DATA EXTRACT |
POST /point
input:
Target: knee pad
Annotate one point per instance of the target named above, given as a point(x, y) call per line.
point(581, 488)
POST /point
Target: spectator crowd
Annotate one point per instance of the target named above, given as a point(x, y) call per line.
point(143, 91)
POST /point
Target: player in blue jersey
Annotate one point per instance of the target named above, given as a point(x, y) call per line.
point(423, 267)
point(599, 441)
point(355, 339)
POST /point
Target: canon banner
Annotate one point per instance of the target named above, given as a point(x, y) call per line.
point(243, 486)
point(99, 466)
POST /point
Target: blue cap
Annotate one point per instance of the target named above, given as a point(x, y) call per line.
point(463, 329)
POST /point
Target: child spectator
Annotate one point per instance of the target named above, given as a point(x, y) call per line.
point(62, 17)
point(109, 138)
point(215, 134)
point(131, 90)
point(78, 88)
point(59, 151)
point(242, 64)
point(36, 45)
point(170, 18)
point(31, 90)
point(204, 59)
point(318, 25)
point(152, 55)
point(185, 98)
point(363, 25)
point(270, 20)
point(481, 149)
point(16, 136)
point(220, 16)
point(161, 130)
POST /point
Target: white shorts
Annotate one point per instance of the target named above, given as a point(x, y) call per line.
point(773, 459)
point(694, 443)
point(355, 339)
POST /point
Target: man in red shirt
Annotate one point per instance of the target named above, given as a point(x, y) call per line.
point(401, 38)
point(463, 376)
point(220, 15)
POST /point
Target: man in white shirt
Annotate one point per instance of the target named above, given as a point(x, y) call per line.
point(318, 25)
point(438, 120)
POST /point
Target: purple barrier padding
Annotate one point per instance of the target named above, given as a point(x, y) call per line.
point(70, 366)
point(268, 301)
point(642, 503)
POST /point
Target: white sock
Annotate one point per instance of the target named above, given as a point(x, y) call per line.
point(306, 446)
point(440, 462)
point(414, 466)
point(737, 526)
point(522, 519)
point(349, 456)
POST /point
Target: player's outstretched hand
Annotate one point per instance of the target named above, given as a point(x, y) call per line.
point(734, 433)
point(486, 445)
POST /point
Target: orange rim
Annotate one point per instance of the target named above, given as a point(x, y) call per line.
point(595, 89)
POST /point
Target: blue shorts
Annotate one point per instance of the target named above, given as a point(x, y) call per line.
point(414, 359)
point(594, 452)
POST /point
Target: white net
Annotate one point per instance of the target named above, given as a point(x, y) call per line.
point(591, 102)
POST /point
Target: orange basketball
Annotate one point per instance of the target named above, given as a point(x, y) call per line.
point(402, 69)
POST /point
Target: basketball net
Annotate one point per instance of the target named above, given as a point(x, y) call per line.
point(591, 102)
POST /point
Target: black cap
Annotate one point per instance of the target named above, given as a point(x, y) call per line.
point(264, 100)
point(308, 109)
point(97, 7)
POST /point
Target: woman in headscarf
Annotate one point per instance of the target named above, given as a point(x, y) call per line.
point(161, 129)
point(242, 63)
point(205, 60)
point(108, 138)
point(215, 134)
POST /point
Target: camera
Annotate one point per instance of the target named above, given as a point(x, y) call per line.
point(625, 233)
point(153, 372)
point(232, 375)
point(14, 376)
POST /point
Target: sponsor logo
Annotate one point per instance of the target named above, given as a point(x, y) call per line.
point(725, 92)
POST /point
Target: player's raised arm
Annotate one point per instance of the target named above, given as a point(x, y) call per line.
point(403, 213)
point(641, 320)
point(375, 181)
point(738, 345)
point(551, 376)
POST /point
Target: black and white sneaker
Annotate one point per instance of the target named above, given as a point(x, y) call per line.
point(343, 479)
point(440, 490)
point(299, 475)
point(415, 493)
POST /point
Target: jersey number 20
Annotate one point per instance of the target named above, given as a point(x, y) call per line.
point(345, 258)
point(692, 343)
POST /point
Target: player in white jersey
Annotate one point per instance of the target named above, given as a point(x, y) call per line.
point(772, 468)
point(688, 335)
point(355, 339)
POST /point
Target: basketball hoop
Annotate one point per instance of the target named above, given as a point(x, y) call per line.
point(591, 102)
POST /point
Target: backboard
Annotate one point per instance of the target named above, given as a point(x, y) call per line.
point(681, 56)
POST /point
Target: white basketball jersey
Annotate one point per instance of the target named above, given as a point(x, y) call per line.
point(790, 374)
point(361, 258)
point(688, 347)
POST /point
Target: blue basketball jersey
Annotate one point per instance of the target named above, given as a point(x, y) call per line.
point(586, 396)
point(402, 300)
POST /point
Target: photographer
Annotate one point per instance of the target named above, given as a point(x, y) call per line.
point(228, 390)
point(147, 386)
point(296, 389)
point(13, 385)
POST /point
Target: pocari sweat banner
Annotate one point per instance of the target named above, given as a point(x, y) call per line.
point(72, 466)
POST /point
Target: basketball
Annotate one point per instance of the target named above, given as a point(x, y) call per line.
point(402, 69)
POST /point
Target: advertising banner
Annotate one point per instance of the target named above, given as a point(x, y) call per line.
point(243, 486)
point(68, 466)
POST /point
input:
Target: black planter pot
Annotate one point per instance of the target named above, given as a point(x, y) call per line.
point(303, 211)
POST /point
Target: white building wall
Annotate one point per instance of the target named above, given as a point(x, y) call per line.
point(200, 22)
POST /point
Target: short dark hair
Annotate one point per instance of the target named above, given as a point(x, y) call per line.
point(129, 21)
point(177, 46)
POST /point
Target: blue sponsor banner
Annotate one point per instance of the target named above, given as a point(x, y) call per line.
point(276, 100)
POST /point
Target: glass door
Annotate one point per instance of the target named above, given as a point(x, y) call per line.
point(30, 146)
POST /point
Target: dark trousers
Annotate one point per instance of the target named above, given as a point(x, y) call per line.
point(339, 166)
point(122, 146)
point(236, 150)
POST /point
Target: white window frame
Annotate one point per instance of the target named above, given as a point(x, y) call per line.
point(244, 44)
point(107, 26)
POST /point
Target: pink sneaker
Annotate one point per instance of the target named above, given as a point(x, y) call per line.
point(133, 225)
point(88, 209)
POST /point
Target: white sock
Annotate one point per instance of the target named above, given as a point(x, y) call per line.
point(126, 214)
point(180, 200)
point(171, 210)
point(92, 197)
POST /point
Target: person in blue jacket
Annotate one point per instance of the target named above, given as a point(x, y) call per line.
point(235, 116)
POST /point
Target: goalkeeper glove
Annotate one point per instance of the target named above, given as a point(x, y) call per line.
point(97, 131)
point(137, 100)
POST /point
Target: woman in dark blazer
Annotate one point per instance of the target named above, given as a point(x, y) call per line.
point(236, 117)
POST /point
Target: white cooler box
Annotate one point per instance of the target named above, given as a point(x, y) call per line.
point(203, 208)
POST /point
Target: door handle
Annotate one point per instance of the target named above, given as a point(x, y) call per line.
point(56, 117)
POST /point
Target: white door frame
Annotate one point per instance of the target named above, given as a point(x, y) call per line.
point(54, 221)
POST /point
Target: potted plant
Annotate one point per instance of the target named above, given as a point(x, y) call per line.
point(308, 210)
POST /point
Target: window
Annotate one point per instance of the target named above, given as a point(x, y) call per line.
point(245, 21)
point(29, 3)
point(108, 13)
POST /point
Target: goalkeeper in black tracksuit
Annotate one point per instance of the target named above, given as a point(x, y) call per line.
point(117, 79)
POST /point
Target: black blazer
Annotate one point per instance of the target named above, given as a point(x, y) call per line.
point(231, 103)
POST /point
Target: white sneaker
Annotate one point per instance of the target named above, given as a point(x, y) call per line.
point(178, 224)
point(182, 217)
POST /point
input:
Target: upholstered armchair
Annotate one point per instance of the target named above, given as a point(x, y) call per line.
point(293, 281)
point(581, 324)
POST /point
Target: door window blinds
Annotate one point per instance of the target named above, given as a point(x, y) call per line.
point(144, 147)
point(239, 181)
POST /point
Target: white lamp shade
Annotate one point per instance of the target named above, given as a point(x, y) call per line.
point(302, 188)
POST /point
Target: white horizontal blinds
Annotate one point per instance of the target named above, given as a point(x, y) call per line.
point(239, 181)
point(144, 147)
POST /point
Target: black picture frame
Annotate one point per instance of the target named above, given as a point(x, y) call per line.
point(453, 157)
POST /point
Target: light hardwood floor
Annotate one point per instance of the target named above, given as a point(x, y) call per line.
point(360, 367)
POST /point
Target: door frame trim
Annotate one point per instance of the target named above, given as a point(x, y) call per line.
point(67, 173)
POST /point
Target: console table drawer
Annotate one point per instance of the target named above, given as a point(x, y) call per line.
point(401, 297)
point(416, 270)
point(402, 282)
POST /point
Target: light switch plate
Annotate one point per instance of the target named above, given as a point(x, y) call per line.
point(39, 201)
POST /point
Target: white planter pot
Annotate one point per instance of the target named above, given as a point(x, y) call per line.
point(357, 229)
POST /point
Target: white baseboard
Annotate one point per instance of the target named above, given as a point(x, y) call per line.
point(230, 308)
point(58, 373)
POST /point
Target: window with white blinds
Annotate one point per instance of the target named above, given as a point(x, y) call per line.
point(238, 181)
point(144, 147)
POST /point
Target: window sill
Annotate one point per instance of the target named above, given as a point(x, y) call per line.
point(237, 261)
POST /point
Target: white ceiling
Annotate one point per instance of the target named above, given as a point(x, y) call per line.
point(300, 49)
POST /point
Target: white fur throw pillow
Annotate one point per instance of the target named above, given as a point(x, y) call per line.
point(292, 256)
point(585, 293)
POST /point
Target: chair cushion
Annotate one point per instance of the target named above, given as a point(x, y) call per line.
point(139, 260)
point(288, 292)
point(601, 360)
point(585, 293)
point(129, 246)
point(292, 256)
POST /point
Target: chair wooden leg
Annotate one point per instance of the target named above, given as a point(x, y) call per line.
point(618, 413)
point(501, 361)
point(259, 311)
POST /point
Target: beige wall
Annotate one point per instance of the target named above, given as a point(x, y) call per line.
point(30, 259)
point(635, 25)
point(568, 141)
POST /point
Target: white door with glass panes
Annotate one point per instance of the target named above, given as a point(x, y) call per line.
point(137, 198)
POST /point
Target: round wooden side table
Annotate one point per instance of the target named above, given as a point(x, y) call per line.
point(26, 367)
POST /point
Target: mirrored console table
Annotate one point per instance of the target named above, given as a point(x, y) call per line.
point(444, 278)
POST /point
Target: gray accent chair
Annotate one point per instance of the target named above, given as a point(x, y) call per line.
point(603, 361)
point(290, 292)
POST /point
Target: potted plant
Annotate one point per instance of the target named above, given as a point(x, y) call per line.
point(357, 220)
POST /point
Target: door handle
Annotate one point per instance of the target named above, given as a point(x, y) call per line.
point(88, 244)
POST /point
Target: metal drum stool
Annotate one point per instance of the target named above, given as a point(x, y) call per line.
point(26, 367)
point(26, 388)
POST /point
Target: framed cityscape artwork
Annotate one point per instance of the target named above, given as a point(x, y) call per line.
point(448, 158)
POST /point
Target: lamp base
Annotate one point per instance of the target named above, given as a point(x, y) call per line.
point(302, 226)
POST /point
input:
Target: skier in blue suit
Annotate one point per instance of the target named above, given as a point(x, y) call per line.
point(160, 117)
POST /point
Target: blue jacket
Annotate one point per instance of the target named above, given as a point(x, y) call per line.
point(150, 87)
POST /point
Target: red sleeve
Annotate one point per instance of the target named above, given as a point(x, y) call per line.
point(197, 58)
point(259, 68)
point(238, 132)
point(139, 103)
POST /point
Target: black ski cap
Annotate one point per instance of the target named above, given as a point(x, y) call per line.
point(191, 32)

REQUIRED ACTION | Copy out the lines above that hold the string "window".

THE ANSWER |
Target: white window frame
Target: window
Target: door window blinds
Target: window with white blinds
Target: window sill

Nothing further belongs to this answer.